The task:
Recast the records from their start through the line containing "[177,290,409,426]" as a two-column CSV with the headers input and output. Give one row per record, with its text and its answer each in a single quoted field and line breaks replaced by spaces.

* begin Working data *

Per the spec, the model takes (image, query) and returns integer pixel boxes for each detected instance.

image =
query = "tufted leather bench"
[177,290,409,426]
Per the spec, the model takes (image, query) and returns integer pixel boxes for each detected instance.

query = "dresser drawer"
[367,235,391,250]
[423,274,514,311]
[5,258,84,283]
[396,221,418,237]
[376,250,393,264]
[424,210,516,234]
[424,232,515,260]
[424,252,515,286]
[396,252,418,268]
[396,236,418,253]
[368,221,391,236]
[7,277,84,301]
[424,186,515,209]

* end Working data *

Solution:
input,output
"Per the spec, the model takes (image, query) and returns integer pixel boxes for each detected instance. image = query = ""tufted leather bench""","[177,290,409,426]"